══ Fragmento del documento

Días pasados, aconteció un suceso en el norte de Galicia que tiene locos a los periódicos de la zona. El núcleo del asunto tampoco es que vaya muy allá: intruso entra de noche en una casa, se supone con intenciones de robar; la pareja que habita la vivienda se despierta y el marido, armado con un cuchillo de cocina, acude en búsqueda del supuesto ladrón. Ambos forcejean; el dueño asesta una puñalada mortal a su incómodo visitante y fin de la historia.
Pues no. A medida que se han ido conociendo detalles, el asunto se ha vuelto más escabroso y tiene a la opinión pública gallega comentando la jugada en bares y marisquerías. Lo que transcendió en primer lugar era que el finado tenía 17 años y pasaba por ser un modelo de chaval: buen hijo, buen amigo y un estudiante de matrícula. A ello añadimos que sus padres son gente respetada y conocida en la zona. El agresor tampoco es que fuera un mafioso ni líder de una banda de macarras, sino un hombre en sus sesenta y tantos con una vida muy normal pero bastante menos popular que el agredido. Y aquí saltó la alrma: ¿y si la cosa no fue como la cuentan? Después de todo, un adolescente que lo tiene todo ¿para qué va a entrar en una casa, de madrugada, a robar a dos pobres ancianos? Seguro que hay gato encerrado.
De nada ha servido que el cadáver apareciera con guantes y con una copia de las llaves de la casa en su poder, curiosamente la misma que la pareja escondía en el exterior de su vivienda para evitar despistes. ¿Por qué le dio al chico por entrar de madrugada? ¿Para ver un partido de la Copa América? ¿Con el objetivo de propinar un buen susto a los que allí dormían y luego echarse unas risas en compañía de su pandi? ¿Se trataba de una apuesta? A mí, al menos, me parecería algo, sino raro, al menos extravagante.

════

=== Acciones requeridas ===
a. Vuelve a escribir el pasaje del texto sobre el suceso de Galicia que empieza con "Días pasados, aconteció" y sigue hasta "de la historia.".
b. Resume en una lista los hechos principales del párrafo del texto sobre el suceso de Galicia que comienza con "Pues no. A medida que se han ido conociendo detalles".

══ Datos aportados

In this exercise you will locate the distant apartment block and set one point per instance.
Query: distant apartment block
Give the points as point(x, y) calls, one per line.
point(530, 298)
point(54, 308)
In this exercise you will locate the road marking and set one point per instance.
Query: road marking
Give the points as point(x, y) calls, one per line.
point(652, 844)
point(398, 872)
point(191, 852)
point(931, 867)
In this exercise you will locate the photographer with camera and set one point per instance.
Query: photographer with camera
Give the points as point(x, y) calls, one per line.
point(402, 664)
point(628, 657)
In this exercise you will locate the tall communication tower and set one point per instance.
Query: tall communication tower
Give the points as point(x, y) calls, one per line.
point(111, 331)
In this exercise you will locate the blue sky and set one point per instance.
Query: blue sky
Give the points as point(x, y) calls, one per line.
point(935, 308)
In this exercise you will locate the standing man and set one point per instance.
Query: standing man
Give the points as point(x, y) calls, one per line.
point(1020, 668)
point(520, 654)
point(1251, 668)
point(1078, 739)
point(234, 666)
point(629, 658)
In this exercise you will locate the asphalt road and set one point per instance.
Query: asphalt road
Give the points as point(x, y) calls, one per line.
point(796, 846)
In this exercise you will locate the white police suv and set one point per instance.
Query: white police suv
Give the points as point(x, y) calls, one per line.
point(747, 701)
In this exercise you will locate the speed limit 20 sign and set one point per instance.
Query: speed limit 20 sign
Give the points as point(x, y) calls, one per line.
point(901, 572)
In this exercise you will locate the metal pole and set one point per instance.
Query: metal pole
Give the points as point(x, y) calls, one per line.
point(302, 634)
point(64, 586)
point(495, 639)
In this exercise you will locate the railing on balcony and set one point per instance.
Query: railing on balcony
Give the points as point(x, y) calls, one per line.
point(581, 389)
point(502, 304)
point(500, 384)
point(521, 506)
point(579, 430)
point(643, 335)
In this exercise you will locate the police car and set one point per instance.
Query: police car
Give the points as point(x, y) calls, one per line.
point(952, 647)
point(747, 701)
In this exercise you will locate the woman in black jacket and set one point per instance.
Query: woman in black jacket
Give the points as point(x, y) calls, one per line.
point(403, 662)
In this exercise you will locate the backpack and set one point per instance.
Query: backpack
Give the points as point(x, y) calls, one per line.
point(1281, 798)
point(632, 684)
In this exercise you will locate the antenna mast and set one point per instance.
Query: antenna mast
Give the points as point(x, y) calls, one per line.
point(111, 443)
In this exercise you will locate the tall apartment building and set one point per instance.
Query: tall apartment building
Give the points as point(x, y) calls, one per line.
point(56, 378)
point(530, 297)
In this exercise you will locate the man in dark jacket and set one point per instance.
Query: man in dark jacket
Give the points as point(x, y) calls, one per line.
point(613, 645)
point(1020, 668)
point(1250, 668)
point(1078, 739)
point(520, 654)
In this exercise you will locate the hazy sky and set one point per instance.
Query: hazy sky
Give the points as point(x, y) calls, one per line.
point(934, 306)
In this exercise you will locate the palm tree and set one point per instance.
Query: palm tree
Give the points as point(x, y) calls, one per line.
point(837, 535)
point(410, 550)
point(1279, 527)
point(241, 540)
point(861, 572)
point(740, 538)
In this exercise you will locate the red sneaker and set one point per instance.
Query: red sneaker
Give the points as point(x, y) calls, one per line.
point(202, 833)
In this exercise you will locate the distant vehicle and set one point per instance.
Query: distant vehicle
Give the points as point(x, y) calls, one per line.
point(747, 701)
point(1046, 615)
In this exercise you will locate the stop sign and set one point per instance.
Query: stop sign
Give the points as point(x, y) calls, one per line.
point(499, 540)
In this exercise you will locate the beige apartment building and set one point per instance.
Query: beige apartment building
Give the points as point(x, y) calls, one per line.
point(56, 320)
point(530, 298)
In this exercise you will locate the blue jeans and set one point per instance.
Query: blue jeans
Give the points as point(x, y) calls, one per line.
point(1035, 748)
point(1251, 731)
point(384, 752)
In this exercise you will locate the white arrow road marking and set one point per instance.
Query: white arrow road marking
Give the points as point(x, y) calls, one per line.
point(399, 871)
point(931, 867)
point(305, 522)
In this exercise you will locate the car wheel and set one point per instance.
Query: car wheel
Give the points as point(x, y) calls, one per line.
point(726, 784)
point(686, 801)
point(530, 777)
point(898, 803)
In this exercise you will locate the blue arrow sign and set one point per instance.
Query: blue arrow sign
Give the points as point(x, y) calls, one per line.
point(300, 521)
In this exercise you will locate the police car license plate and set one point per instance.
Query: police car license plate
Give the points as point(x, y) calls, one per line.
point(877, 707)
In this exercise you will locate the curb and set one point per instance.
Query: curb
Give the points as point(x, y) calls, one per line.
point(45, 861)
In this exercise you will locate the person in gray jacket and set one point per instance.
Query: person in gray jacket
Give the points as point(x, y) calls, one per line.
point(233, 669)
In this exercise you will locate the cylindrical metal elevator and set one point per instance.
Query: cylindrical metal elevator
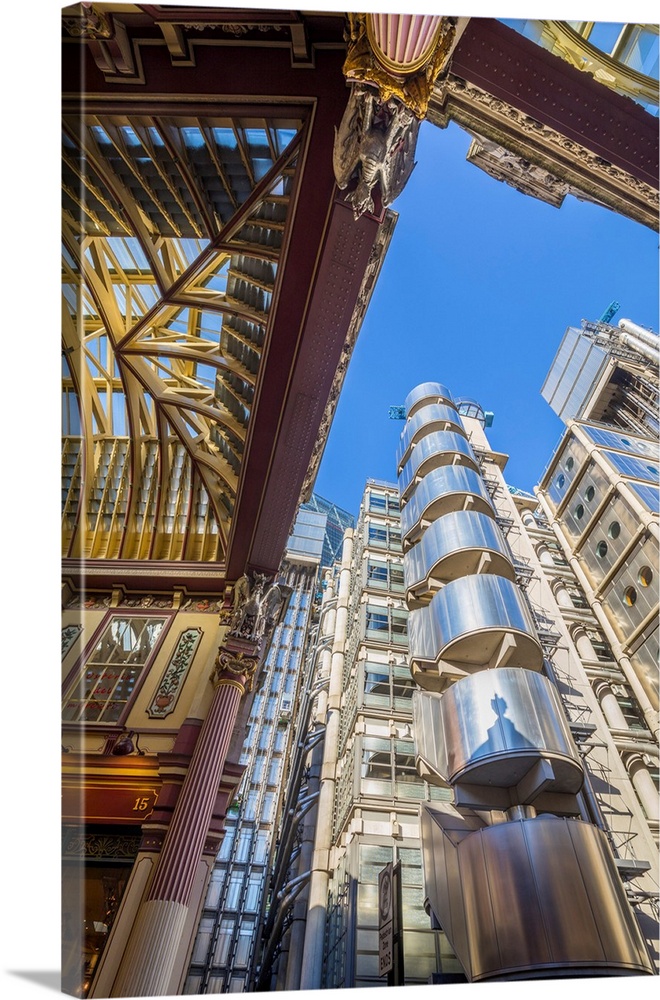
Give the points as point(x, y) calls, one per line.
point(522, 886)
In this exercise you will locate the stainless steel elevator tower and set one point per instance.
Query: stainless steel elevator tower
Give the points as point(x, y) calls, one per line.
point(518, 872)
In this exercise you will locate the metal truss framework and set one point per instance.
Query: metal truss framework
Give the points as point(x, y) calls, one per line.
point(173, 229)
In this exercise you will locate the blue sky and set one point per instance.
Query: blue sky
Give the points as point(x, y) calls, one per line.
point(476, 291)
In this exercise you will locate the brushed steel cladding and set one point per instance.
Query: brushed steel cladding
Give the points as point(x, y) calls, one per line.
point(434, 417)
point(473, 622)
point(449, 488)
point(458, 544)
point(424, 393)
point(435, 450)
point(530, 898)
point(492, 728)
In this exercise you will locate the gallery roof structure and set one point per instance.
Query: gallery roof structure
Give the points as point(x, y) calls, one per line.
point(215, 275)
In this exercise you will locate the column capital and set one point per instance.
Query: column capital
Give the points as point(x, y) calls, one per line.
point(235, 665)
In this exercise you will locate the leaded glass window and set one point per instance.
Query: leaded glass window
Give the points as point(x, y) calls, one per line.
point(113, 670)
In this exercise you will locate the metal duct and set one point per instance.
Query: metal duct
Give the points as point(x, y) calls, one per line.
point(534, 898)
point(473, 622)
point(427, 392)
point(637, 345)
point(449, 488)
point(494, 728)
point(459, 544)
point(437, 449)
point(646, 336)
point(434, 417)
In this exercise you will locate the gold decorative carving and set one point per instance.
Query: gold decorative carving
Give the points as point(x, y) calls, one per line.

════

=== Respuestas ===
a.
Días pasados, aconteció un suceso en el norte de Galicia que tiene locos a los periódicos de la zona. El núcleo del asunto tampoco es que vaya muy allá: intruso entra de noche en una casa, se supone con intenciones de robar; la pareja que habita la vivienda se despierta y el marido, armado con un cuchillo de cocina, acude en búsqueda del supuesto ladrón. Ambos forcejean; el dueño asesta una puñalada mortal a su incómodo visitante y fin de la historia.

b.
- Al conocerse más detalles, el asunto se volvió más escabroso y se comenta en bares y marisquerías de Galicia.
- El fallecido tenía 17 años y se le consideraba un chico modelo: buen hijo, buen amigo y estudiante de matrícula.
- Sus padres son gente respetada y conocida en la zona.
- El agresor es un hombre de sesenta y tantos años, con una vida muy normal y bastante menos popular que la del joven.
- Surgió la duda de si los hechos ocurrieron como se cuentan. No se entiende por qué un adolescente que lo tiene todo entraría de madrugada a robar a dos ancianos.